**WHAT NEEDS TO BE DONE**
Lay out as a numbered list the lines of the listing below, starting with the line that contains "Reviewer note: confirm that every instance of the white pickup" and running through the end of the listing, with blank lines omitted. Leave the pictures out of your answer.
[start of EXTRACTED ENTRIES]
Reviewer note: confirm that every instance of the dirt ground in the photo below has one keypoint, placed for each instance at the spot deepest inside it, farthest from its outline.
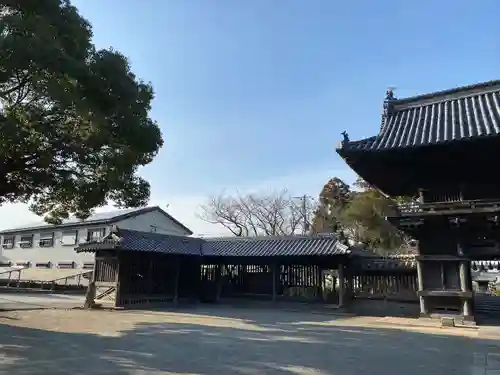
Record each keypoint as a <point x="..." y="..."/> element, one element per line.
<point x="236" y="341"/>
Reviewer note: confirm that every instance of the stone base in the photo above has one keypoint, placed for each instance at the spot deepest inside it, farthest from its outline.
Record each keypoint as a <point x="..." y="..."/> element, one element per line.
<point x="455" y="320"/>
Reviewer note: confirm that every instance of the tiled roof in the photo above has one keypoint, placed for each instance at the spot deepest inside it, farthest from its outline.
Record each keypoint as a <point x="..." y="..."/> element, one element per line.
<point x="96" y="219"/>
<point x="459" y="114"/>
<point x="125" y="239"/>
<point x="274" y="246"/>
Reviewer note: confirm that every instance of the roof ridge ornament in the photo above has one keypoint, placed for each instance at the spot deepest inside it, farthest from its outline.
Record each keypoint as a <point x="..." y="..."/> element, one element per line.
<point x="387" y="107"/>
<point x="346" y="139"/>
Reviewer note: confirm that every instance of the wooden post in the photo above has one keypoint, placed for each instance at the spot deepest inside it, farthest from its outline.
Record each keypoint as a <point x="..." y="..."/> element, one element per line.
<point x="150" y="274"/>
<point x="274" y="275"/>
<point x="176" y="282"/>
<point x="340" y="273"/>
<point x="91" y="288"/>
<point x="119" y="258"/>
<point x="420" y="279"/>
<point x="464" y="285"/>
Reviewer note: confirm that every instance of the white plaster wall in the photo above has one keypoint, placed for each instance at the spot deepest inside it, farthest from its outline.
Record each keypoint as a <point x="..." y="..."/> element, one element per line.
<point x="147" y="222"/>
<point x="151" y="222"/>
<point x="55" y="254"/>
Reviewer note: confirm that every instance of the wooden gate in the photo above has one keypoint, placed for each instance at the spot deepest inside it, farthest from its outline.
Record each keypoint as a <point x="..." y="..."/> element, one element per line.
<point x="106" y="281"/>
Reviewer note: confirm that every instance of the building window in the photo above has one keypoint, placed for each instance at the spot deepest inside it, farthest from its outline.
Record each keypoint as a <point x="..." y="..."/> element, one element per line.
<point x="69" y="238"/>
<point x="26" y="241"/>
<point x="46" y="239"/>
<point x="66" y="265"/>
<point x="43" y="265"/>
<point x="8" y="242"/>
<point x="95" y="234"/>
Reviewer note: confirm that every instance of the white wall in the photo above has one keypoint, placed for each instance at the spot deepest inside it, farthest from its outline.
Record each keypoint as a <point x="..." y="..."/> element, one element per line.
<point x="153" y="221"/>
<point x="148" y="222"/>
<point x="54" y="254"/>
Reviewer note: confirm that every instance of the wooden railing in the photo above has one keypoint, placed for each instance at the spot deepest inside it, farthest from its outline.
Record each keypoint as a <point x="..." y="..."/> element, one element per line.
<point x="416" y="207"/>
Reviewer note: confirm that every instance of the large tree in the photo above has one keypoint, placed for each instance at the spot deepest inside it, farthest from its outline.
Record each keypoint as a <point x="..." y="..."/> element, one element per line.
<point x="359" y="214"/>
<point x="271" y="214"/>
<point x="333" y="199"/>
<point x="74" y="123"/>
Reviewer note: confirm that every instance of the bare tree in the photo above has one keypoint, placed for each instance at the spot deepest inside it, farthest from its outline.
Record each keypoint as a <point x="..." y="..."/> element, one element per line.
<point x="272" y="214"/>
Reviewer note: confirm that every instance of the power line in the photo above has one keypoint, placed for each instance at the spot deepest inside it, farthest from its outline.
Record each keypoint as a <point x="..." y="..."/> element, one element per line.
<point x="304" y="199"/>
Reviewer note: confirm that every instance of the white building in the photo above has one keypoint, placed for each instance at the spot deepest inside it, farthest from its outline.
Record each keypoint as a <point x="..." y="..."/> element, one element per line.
<point x="43" y="245"/>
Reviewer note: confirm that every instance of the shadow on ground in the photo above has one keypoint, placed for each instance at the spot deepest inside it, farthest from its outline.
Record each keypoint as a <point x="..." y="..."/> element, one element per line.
<point x="214" y="343"/>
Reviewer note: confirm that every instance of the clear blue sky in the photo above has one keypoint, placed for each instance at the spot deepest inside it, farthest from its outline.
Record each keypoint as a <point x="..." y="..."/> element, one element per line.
<point x="259" y="90"/>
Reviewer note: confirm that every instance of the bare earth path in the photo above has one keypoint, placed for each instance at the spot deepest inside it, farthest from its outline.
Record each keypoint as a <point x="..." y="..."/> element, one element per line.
<point x="219" y="341"/>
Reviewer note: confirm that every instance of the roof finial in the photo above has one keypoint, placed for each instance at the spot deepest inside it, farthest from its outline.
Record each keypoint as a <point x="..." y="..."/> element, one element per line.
<point x="389" y="94"/>
<point x="389" y="97"/>
<point x="346" y="140"/>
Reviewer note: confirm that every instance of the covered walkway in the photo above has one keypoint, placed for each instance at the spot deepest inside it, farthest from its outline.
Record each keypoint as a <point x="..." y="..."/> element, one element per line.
<point x="134" y="267"/>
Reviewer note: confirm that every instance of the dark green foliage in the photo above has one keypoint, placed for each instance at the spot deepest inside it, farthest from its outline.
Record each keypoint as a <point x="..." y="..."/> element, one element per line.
<point x="359" y="215"/>
<point x="74" y="123"/>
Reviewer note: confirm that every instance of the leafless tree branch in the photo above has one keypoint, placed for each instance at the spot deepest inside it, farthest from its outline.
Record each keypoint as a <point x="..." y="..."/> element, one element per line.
<point x="256" y="214"/>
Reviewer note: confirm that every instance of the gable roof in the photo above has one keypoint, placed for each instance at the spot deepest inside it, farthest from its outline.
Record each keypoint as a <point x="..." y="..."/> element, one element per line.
<point x="101" y="218"/>
<point x="274" y="246"/>
<point x="462" y="113"/>
<point x="130" y="240"/>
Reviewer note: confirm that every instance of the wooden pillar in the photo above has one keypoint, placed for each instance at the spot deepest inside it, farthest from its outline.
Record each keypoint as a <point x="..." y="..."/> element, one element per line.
<point x="218" y="281"/>
<point x="150" y="274"/>
<point x="176" y="280"/>
<point x="340" y="273"/>
<point x="119" y="259"/>
<point x="423" y="307"/>
<point x="274" y="267"/>
<point x="464" y="285"/>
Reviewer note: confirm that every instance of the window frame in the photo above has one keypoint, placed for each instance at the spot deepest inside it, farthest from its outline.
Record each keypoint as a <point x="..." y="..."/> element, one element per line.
<point x="75" y="232"/>
<point x="12" y="240"/>
<point x="102" y="231"/>
<point x="46" y="236"/>
<point x="30" y="240"/>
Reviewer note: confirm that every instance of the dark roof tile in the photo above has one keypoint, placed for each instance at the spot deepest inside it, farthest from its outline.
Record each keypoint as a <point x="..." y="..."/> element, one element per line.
<point x="132" y="240"/>
<point x="459" y="114"/>
<point x="274" y="246"/>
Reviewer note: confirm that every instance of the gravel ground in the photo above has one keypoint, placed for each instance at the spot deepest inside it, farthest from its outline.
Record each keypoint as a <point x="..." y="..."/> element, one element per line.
<point x="219" y="341"/>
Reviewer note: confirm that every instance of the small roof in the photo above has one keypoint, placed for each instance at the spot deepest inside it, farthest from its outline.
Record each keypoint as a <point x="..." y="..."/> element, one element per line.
<point x="275" y="246"/>
<point x="463" y="113"/>
<point x="124" y="239"/>
<point x="100" y="218"/>
<point x="132" y="240"/>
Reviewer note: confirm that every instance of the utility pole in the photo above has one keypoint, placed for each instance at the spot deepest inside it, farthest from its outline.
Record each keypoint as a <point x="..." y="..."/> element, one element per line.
<point x="304" y="199"/>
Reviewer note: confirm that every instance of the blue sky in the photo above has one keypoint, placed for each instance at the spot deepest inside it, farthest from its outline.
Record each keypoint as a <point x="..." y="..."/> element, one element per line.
<point x="254" y="94"/>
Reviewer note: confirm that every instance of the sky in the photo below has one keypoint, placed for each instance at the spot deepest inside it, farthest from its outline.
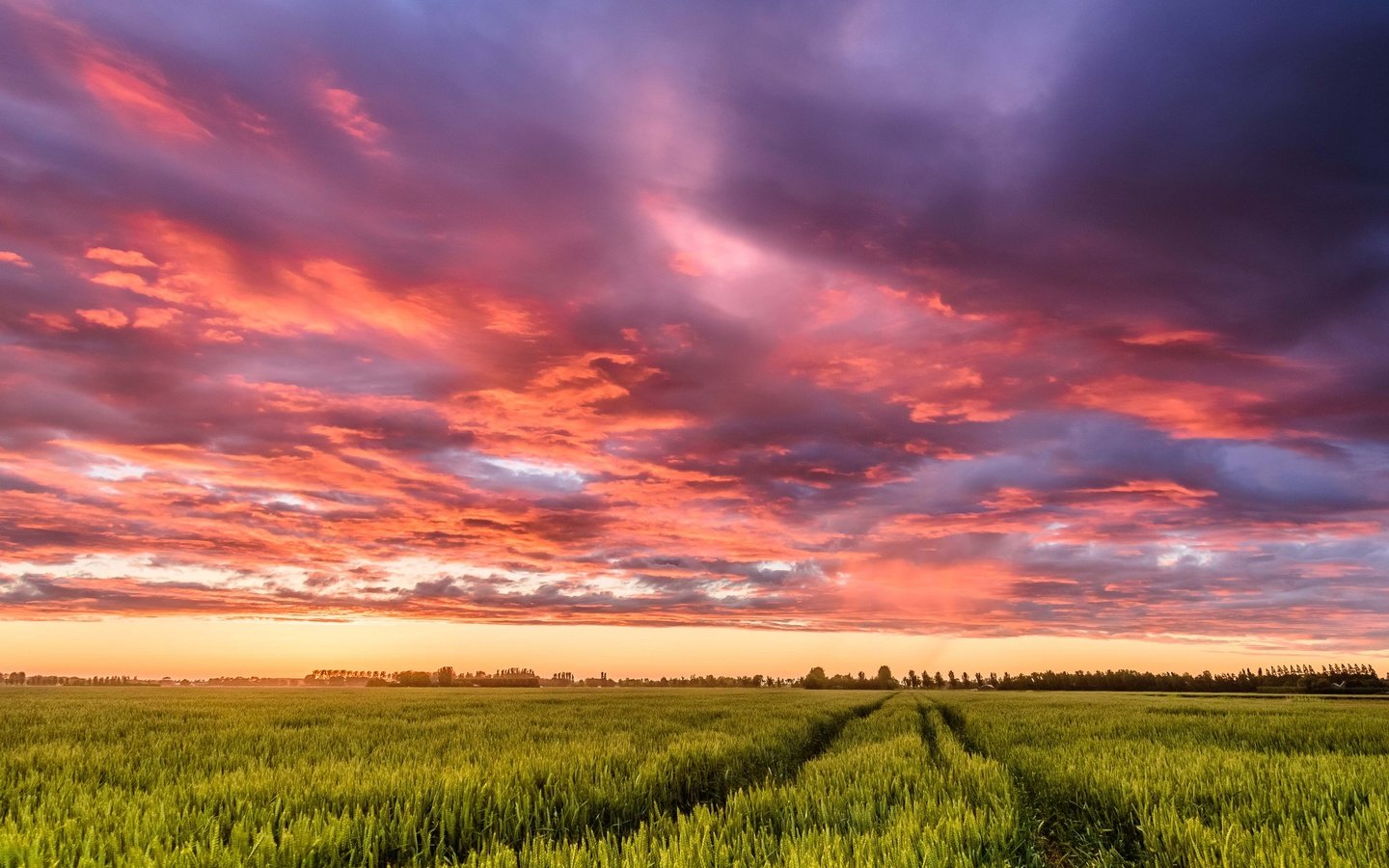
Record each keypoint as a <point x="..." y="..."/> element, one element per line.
<point x="692" y="338"/>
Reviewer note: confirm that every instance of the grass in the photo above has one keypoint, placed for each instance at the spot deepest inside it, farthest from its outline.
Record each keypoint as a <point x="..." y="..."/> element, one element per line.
<point x="671" y="778"/>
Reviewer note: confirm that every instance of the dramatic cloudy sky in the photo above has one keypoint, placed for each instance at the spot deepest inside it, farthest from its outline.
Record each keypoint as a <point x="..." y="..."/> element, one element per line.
<point x="974" y="319"/>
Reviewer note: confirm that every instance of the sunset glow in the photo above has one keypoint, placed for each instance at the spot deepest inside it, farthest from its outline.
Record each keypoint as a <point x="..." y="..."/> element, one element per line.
<point x="821" y="334"/>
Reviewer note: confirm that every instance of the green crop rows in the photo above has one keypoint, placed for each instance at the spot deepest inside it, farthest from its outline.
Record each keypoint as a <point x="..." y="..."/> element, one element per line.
<point x="669" y="778"/>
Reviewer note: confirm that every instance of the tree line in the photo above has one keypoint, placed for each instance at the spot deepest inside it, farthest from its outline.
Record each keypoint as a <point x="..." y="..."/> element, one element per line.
<point x="1297" y="678"/>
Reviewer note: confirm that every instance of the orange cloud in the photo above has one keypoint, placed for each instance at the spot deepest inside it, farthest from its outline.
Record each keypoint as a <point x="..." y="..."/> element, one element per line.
<point x="109" y="317"/>
<point x="126" y="258"/>
<point x="139" y="96"/>
<point x="347" y="113"/>
<point x="1185" y="409"/>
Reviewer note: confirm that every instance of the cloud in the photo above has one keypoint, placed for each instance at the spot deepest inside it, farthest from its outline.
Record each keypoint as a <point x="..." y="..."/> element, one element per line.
<point x="868" y="317"/>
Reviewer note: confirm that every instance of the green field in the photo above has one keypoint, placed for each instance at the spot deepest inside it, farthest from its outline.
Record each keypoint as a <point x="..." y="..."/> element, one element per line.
<point x="668" y="778"/>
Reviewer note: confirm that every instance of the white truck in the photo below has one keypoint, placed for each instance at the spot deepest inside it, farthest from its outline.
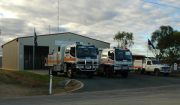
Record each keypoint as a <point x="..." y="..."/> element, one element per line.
<point x="74" y="59"/>
<point x="115" y="61"/>
<point x="154" y="66"/>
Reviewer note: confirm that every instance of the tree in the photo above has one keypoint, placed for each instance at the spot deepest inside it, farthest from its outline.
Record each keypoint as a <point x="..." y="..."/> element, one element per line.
<point x="124" y="39"/>
<point x="166" y="40"/>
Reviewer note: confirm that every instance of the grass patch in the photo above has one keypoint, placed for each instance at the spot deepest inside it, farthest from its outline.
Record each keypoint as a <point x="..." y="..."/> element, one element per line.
<point x="31" y="83"/>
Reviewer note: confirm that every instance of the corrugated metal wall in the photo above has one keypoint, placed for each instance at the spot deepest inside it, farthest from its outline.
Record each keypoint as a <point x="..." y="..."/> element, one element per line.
<point x="10" y="55"/>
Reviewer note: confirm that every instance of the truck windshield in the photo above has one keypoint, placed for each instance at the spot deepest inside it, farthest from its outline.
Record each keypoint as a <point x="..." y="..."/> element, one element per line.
<point x="123" y="55"/>
<point x="119" y="55"/>
<point x="155" y="62"/>
<point x="127" y="55"/>
<point x="86" y="51"/>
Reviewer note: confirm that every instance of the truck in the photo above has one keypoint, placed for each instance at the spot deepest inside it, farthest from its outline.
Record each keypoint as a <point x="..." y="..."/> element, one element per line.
<point x="115" y="61"/>
<point x="73" y="59"/>
<point x="151" y="65"/>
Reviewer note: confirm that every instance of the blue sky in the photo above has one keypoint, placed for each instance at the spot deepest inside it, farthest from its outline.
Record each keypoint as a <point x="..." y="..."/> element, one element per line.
<point x="97" y="19"/>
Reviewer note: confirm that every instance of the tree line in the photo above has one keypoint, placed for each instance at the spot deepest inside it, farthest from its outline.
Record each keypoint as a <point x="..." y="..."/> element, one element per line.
<point x="165" y="42"/>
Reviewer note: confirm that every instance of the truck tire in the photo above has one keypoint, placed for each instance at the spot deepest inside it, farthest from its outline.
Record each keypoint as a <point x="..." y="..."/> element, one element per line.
<point x="54" y="73"/>
<point x="124" y="74"/>
<point x="142" y="71"/>
<point x="166" y="74"/>
<point x="108" y="72"/>
<point x="156" y="72"/>
<point x="90" y="74"/>
<point x="69" y="72"/>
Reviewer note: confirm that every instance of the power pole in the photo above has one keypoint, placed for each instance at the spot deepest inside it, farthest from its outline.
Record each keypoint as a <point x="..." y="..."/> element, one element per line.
<point x="58" y="16"/>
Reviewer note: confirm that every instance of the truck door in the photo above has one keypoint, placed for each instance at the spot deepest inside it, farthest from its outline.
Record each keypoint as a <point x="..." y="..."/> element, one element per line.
<point x="148" y="66"/>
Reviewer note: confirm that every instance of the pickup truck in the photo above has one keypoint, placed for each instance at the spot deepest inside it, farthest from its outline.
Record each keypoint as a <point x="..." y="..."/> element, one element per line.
<point x="154" y="66"/>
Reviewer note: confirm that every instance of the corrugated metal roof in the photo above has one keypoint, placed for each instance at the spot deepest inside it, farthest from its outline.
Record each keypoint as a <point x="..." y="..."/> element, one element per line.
<point x="54" y="34"/>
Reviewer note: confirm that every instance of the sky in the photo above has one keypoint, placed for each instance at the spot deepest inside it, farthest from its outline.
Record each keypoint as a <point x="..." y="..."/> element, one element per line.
<point x="98" y="19"/>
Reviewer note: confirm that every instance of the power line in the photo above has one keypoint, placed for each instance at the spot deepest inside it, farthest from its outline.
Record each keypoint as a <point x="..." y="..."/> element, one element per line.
<point x="161" y="4"/>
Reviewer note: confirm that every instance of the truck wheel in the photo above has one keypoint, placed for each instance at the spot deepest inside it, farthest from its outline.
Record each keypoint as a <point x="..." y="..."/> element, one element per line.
<point x="90" y="75"/>
<point x="124" y="74"/>
<point x="142" y="71"/>
<point x="166" y="74"/>
<point x="54" y="73"/>
<point x="69" y="73"/>
<point x="156" y="72"/>
<point x="108" y="72"/>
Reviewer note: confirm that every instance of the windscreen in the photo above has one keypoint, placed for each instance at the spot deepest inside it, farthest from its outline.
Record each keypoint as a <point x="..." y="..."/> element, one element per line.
<point x="127" y="55"/>
<point x="155" y="62"/>
<point x="119" y="55"/>
<point x="123" y="55"/>
<point x="86" y="51"/>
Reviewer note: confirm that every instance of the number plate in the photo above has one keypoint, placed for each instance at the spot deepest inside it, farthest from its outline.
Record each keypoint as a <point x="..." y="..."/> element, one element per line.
<point x="124" y="67"/>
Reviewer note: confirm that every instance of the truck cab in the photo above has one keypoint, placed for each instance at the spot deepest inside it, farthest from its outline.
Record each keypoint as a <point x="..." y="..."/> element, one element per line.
<point x="155" y="66"/>
<point x="116" y="61"/>
<point x="75" y="59"/>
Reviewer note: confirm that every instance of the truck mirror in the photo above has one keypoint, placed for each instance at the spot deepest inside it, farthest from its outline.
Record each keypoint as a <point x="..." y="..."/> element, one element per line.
<point x="148" y="62"/>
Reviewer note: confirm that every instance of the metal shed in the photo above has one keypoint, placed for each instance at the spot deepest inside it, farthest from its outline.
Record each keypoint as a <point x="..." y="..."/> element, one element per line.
<point x="18" y="53"/>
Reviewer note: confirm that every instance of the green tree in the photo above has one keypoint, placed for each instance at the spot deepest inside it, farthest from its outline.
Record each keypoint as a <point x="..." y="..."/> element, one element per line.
<point x="166" y="40"/>
<point x="124" y="39"/>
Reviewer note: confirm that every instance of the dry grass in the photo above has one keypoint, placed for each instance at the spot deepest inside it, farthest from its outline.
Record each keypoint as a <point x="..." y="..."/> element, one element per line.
<point x="22" y="83"/>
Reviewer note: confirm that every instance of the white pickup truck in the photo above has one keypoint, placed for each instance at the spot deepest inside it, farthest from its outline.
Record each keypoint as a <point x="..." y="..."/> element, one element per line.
<point x="154" y="66"/>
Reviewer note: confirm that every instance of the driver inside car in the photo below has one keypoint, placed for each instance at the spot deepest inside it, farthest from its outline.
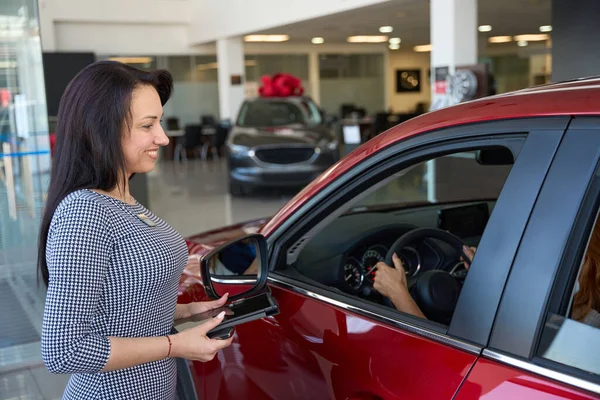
[end of EXTRACTED ENTRIES]
**ANSWER IN FULL**
1. Reviewer note: confirm that every instance of the white pickup truck in the photo above has one keypoint, placed for each instance at the spot deepest inside it, farthest from its outline.
2. Record each keypoint as a <point x="..." y="..."/> element, one element per line.
3. <point x="154" y="66"/>
4. Reviewer note: confirm that every instance of the driver inside car in the photo below has one keypoint, placed for each instance at the spot deepest inside it, farthest from its outline.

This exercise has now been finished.